— START RECORD EXTRACTS —

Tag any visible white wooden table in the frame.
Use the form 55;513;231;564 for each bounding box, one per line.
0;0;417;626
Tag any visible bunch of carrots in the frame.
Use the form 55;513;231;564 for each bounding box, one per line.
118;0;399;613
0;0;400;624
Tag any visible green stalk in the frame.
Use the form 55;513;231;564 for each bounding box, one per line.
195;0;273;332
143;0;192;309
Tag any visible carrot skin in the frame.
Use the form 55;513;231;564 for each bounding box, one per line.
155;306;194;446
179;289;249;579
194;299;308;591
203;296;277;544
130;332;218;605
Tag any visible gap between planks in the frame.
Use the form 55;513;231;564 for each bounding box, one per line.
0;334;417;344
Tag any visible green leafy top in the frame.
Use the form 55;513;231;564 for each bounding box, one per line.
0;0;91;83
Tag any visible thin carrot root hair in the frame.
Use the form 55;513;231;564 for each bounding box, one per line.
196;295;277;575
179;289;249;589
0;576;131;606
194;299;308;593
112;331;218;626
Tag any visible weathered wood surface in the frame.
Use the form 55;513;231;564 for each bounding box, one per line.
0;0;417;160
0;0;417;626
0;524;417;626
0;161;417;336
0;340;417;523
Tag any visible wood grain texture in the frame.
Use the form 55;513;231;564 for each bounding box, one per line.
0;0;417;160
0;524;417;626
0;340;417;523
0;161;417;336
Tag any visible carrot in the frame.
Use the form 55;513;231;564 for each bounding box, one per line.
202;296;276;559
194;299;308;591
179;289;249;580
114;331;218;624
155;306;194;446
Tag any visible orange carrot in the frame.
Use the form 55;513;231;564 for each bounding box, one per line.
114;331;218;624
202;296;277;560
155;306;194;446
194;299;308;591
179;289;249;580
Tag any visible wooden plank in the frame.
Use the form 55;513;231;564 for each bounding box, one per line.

— END RECORD EXTRACTS —

■ **TASK TO COMPLETE**:
Scale the material from its first line through the line that contains "143;0;192;309", writing out every line again, requests included. Multiply each bounding-box coordinate in the answers by 2.05 and round to the nearest whole number, rounding halves up, but keep the numbers in the requests and their format sample unchanged.

■ **WORKED SOLUTION**:
Tag any visible white wooden table in the frame.
Use the form 55;513;231;564 for each bounding box, one per line.
0;0;855;1283
Tag any visible bunch of carrots in the frame.
Use the form 55;513;231;564 for each bounding box, one per line.
242;0;818;1257
0;0;820;1279
Tag any visible green stalk in the frame.
Use the form 55;513;231;564 for each bounding box, one per line.
400;0;560;681
293;0;394;633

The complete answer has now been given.